[Start of section]

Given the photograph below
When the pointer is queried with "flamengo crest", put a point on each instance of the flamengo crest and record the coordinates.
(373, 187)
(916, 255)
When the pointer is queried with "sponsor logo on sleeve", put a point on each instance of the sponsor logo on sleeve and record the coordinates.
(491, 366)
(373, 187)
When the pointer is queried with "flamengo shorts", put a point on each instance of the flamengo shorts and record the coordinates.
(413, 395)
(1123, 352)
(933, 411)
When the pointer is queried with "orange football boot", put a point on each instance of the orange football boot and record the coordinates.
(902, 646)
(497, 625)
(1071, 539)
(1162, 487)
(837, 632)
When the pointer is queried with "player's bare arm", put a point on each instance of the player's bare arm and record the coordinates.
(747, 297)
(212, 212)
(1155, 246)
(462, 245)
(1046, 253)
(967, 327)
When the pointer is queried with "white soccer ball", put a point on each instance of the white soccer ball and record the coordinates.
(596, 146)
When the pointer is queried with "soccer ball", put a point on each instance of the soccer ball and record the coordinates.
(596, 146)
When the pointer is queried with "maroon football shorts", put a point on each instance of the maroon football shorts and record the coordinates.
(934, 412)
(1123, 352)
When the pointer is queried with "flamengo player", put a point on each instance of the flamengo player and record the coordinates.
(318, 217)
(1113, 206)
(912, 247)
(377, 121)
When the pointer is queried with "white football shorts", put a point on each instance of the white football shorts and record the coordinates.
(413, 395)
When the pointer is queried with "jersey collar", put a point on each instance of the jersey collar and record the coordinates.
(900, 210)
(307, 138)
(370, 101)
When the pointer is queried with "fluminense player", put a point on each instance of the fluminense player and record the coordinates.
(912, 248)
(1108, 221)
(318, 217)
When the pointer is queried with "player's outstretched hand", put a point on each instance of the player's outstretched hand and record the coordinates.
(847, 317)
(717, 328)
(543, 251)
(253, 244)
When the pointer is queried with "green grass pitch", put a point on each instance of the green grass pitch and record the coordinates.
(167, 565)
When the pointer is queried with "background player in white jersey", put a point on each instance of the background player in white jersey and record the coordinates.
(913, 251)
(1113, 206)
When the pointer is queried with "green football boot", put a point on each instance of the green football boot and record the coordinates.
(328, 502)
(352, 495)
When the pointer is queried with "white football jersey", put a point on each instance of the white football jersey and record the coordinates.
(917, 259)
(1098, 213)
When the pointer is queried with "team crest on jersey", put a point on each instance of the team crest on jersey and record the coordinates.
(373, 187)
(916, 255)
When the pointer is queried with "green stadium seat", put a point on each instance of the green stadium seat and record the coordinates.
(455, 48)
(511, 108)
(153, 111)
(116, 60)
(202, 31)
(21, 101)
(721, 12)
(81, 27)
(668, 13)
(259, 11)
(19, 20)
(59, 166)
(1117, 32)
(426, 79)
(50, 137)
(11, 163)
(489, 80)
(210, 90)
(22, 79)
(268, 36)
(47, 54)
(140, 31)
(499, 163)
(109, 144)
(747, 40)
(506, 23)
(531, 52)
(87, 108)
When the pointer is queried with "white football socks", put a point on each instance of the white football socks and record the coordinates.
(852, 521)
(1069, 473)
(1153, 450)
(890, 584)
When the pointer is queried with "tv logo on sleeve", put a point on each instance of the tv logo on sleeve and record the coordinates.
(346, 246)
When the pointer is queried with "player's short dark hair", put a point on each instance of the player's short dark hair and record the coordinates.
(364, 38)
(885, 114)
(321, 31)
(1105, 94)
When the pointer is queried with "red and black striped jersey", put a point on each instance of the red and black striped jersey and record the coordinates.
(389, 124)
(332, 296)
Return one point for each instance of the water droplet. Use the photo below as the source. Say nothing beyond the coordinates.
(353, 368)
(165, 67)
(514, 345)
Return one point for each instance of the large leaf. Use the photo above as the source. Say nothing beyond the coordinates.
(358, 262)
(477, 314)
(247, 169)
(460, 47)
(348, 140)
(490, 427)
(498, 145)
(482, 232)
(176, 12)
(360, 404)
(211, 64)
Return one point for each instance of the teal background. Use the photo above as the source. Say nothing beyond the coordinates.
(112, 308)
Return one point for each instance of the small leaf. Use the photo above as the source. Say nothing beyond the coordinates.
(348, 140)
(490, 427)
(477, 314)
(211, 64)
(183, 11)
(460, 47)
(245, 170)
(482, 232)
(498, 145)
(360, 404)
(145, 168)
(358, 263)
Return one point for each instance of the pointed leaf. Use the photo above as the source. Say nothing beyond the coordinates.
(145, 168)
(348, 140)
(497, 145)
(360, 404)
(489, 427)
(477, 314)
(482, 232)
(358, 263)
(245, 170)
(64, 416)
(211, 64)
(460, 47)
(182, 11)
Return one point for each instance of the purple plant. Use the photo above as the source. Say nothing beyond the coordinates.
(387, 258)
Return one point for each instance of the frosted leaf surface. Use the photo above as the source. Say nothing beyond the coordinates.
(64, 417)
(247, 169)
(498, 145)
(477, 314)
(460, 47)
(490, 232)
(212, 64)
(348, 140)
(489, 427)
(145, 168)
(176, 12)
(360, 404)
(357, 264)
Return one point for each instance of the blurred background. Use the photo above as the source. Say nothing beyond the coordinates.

[End of section]

- Goal of the exercise:
Please write out the records above once more, exactly and completely.

- Answer section:
Given the photograph below
When the pointer is queried with "flamengo crest", put a point on each instance of the flamengo crest and record the coordinates.
(373, 187)
(916, 255)
When the pointer is queried with "sponsor logo on sleeve", put a point on each instance of the sponsor logo on sleeve and record the coordinates.
(491, 366)
(373, 187)
When the pointer is queried with "flamengo shorts", put a point on each instance of the flamengo shorts and record the coordinates.
(413, 395)
(1123, 352)
(933, 411)
When the pointer is queried with "orange football boot", put a point on each instance of the orange football boot and record the coordinates.
(902, 646)
(497, 625)
(1071, 539)
(1162, 487)
(837, 632)
When the pointer is queried with "player's bare arm", put a point on each instance of the player's bare arm and record the coordinates.
(747, 297)
(212, 212)
(1155, 246)
(462, 245)
(1046, 253)
(967, 327)
When the pointer is queried with "white soccer ball", put a point on each instance of the white soccer ball and record the coordinates.
(596, 146)
When the pointer is queried with "soccer ball", put a point on each instance of the soccer ball and record the coordinates.
(596, 146)
When the pointer is queried with "maroon football shorts", put a point on each instance of the maroon football shorts and record the coordinates.
(934, 412)
(1123, 352)
When the pointer is queried with "flamengo player", put a point on each instance of the flamengo player and record the coordinates.
(318, 217)
(1113, 206)
(912, 247)
(377, 121)
When the pointer is queried with "white football shorts", put a point on each instance of the white football shorts and record the coordinates.
(413, 395)
When the pointer is queried with "jersey collar", put a point on each instance of the jersey collar and record the coordinates.
(900, 210)
(307, 138)
(370, 101)
When the pointer is queried with "fluminense player", put a point on each instance of the fluminense player and record the coordinates.
(912, 248)
(1108, 221)
(318, 217)
When the pointer is queried with "player's outstretched hand", put a point on each instance of the player's outstretched hand and record the coordinates.
(847, 317)
(717, 328)
(543, 251)
(253, 244)
When the pointer is queried with "green grass pitch", put a point on each instance of the green grass pitch and record the coordinates.
(167, 565)
When the pointer is queried with "background player in white jersey", put a point on each instance of the background player in white jersey and record the coordinates.
(913, 251)
(1113, 206)
When the pointer is queried with "green football boot", put a point on each instance of the green football boot and record the coordinates.
(328, 502)
(352, 495)
When the pointer is queried with "white football jersey", put a point on each instance of the white football jersey and record the coordinates.
(917, 259)
(1098, 213)
When the pointer is queried with "team crest on jersey", put a point on each instance of the team crest on jersey and record the coordinates.
(373, 187)
(916, 255)
When the pointer is queried with "green stadium seat", put a point on each instance of the green stadium seat and record the coordinates.
(455, 48)
(511, 108)
(153, 111)
(116, 60)
(202, 31)
(21, 101)
(721, 12)
(81, 27)
(668, 13)
(259, 11)
(19, 20)
(59, 166)
(1117, 32)
(426, 79)
(50, 137)
(11, 163)
(489, 80)
(210, 90)
(22, 79)
(268, 36)
(47, 54)
(140, 31)
(499, 163)
(109, 144)
(747, 40)
(506, 23)
(531, 52)
(87, 108)
When the pointer is queried with "white football socks", put a point on each instance of the white football socks and record the coordinates.
(852, 521)
(1069, 473)
(1153, 450)
(890, 584)
When the pointer is queried with "tv logo on sleeve", put a point on each instance of the tv logo on sleeve and record the coordinates.
(346, 246)
When the pointer is queried with "player's short dark hair", put a point on each instance of the player's short dark hair and record the coordinates.
(364, 38)
(885, 114)
(321, 31)
(1105, 94)
When the pointer is queried with "red and black striped jersey", put a point on each instance of the red and black striped jersey and record the coordinates.
(389, 124)
(332, 296)
Return one point for each instance of the water droplet. Use the photo below as the source. Say nothing beyond the coordinates.
(353, 368)
(165, 67)
(514, 345)
Return one point for each instance of the large leaf. Use the photo above as the source. Say nothing beyond the coordinates.
(358, 262)
(477, 314)
(247, 169)
(460, 47)
(348, 140)
(490, 427)
(498, 145)
(482, 232)
(176, 12)
(360, 404)
(211, 64)
Return one point for each instance of the teal background. Use the photo above as the source. Say nothing beyond the coordinates.
(112, 308)
Return one point for each instance of the small leaf. Use the photo above as the source. Say nothing beyond the coordinates.
(348, 140)
(490, 427)
(477, 314)
(211, 64)
(183, 11)
(460, 47)
(245, 170)
(482, 232)
(498, 145)
(360, 404)
(145, 168)
(358, 263)
Return one point for each instance of the pointed leaf. Use the photo above as the source. Say nothing beyond the coordinates.
(145, 168)
(348, 140)
(497, 145)
(360, 404)
(489, 427)
(477, 314)
(482, 232)
(358, 263)
(245, 170)
(64, 416)
(211, 64)
(460, 47)
(182, 11)
Return one point for each instance of the purple plant. Use the photo above as the source. Say nothing beyond the coordinates.
(387, 258)
Return one point for each instance of the frosted leaf surface. Use the photo above as the source. Say nothing beyond the coordinates.
(64, 417)
(247, 169)
(498, 145)
(477, 314)
(460, 47)
(490, 232)
(212, 64)
(348, 140)
(489, 427)
(145, 168)
(176, 12)
(360, 404)
(357, 264)
Return one point for each instance of the blurred background. Use the photo above as the source. Say nothing beyond the coordinates.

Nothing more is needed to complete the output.